*Instructions to follow*
From the entries below, pick out and copy each line that contains the word "light". Match the capitalization.
----- Dataset
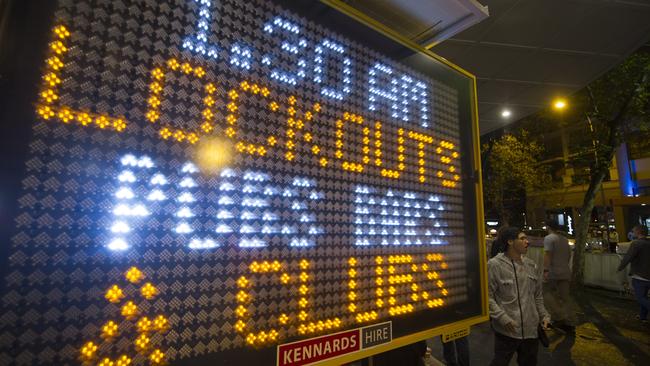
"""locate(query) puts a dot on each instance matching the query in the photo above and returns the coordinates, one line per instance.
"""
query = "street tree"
(510, 169)
(614, 107)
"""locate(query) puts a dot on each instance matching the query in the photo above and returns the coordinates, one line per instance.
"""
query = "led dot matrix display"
(343, 201)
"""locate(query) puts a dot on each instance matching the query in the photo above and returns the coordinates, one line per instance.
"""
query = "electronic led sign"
(208, 180)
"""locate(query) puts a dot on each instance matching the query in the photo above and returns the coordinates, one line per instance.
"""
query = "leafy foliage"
(510, 169)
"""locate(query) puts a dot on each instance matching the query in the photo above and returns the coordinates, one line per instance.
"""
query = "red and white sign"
(318, 349)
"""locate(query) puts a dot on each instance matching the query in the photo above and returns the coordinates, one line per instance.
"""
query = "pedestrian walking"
(613, 241)
(516, 301)
(638, 256)
(557, 277)
(456, 352)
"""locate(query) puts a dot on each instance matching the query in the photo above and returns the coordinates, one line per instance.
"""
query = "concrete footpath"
(607, 334)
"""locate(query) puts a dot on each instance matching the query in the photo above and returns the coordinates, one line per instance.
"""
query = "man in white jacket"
(516, 301)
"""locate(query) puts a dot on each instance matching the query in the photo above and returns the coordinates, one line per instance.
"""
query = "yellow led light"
(156, 356)
(105, 362)
(61, 31)
(142, 342)
(323, 162)
(54, 63)
(88, 350)
(148, 291)
(240, 311)
(49, 96)
(242, 296)
(303, 289)
(124, 360)
(52, 79)
(114, 294)
(240, 325)
(160, 323)
(302, 315)
(129, 309)
(199, 72)
(134, 275)
(45, 112)
(109, 329)
(144, 324)
(65, 115)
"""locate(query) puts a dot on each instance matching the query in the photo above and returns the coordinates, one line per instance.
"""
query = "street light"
(559, 104)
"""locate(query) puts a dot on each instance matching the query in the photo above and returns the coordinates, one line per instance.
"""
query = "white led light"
(268, 229)
(287, 230)
(145, 162)
(302, 182)
(228, 173)
(183, 228)
(186, 197)
(223, 214)
(189, 168)
(255, 176)
(124, 193)
(301, 242)
(254, 202)
(269, 216)
(126, 176)
(202, 244)
(185, 212)
(241, 56)
(225, 200)
(270, 191)
(223, 229)
(247, 229)
(226, 187)
(130, 210)
(251, 243)
(198, 42)
(188, 182)
(247, 215)
(249, 189)
(314, 195)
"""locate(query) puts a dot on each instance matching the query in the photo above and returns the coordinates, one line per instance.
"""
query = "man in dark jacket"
(638, 255)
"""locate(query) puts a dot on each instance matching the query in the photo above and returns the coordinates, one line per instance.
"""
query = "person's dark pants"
(641, 289)
(505, 347)
(456, 352)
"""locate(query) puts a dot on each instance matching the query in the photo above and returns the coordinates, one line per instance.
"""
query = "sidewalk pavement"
(607, 334)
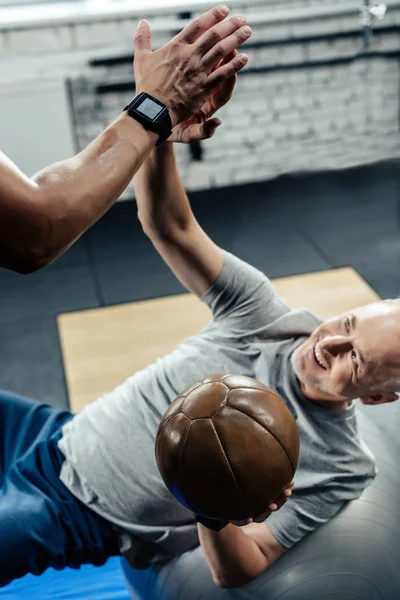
----------
*Final answer*
query = "yellow led light"
query = "street light"
query = "white led light"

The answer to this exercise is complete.